**WHAT THE TASK REQUIRES:**
What is needed is an exact copy of all the records.

**GIVEN DATA:**
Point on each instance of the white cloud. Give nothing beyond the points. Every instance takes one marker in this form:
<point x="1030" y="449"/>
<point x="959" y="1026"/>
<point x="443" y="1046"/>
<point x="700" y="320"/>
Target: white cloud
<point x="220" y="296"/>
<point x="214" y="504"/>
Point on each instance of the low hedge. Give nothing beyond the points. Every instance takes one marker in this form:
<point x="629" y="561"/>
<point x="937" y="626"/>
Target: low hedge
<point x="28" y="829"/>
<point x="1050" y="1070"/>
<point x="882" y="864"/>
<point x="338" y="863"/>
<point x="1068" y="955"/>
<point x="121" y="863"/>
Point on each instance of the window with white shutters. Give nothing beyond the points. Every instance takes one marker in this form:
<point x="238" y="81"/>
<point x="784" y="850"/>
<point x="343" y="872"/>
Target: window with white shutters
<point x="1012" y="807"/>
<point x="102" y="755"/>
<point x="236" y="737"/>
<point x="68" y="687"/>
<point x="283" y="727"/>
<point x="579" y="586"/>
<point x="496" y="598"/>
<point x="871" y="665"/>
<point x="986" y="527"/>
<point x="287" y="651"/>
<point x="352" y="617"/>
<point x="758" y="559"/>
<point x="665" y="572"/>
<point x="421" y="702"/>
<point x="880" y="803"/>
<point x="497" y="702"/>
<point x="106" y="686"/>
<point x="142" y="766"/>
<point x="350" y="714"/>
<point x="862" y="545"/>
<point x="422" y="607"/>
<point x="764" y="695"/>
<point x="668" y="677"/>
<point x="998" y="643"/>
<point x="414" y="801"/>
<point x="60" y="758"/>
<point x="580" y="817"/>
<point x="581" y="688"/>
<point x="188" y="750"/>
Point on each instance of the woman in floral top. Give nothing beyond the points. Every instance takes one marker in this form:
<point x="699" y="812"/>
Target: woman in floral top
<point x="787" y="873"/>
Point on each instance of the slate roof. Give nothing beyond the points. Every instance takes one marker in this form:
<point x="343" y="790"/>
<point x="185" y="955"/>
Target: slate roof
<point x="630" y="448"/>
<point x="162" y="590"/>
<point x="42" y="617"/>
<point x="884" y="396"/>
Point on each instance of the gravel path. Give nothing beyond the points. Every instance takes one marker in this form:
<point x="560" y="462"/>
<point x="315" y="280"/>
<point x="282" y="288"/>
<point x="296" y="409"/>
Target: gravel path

**SOLUTION FOR THIS TASK:**
Point on each instance of the white cloud. Give nothing beyond the points. Every instance takes one marker in this form:
<point x="1030" y="449"/>
<point x="959" y="1026"/>
<point x="443" y="1046"/>
<point x="700" y="320"/>
Target: white cloud
<point x="220" y="296"/>
<point x="214" y="504"/>
Point on each instance of the low hedge. Give nothing beyond the points. Every instance takes one marker in this form:
<point x="629" y="561"/>
<point x="937" y="626"/>
Target: low hedge
<point x="28" y="829"/>
<point x="1050" y="1070"/>
<point x="882" y="864"/>
<point x="338" y="863"/>
<point x="1068" y="955"/>
<point x="121" y="863"/>
Point on each instance of the window with white shutters. Give nothing beyond the points. Every instance takes one marker in this form:
<point x="238" y="81"/>
<point x="784" y="850"/>
<point x="343" y="872"/>
Target: window with white shutters
<point x="1012" y="807"/>
<point x="102" y="755"/>
<point x="236" y="737"/>
<point x="68" y="687"/>
<point x="283" y="727"/>
<point x="579" y="586"/>
<point x="496" y="598"/>
<point x="871" y="665"/>
<point x="986" y="527"/>
<point x="287" y="651"/>
<point x="352" y="617"/>
<point x="758" y="559"/>
<point x="665" y="572"/>
<point x="421" y="702"/>
<point x="880" y="803"/>
<point x="497" y="702"/>
<point x="106" y="686"/>
<point x="142" y="766"/>
<point x="350" y="714"/>
<point x="862" y="545"/>
<point x="422" y="607"/>
<point x="764" y="695"/>
<point x="668" y="677"/>
<point x="998" y="643"/>
<point x="414" y="801"/>
<point x="60" y="758"/>
<point x="580" y="817"/>
<point x="581" y="688"/>
<point x="188" y="750"/>
Point on each instance of the woman in floral top. Give nothing beyond the points. Every instance takes one marker in this form:
<point x="699" y="812"/>
Target: woman in floral top
<point x="787" y="873"/>
Point on each instance of the slate roof. Give nothing beyond the points. Every instance takes one marker in this form:
<point x="343" y="790"/>
<point x="185" y="955"/>
Target: slate roof
<point x="630" y="448"/>
<point x="162" y="590"/>
<point x="42" y="617"/>
<point x="884" y="396"/>
Point on each instance of the gravel path. Give nothing beyond the points. Every instance takes one marker in this form:
<point x="560" y="462"/>
<point x="315" y="280"/>
<point x="282" y="288"/>
<point x="296" y="409"/>
Target: gravel path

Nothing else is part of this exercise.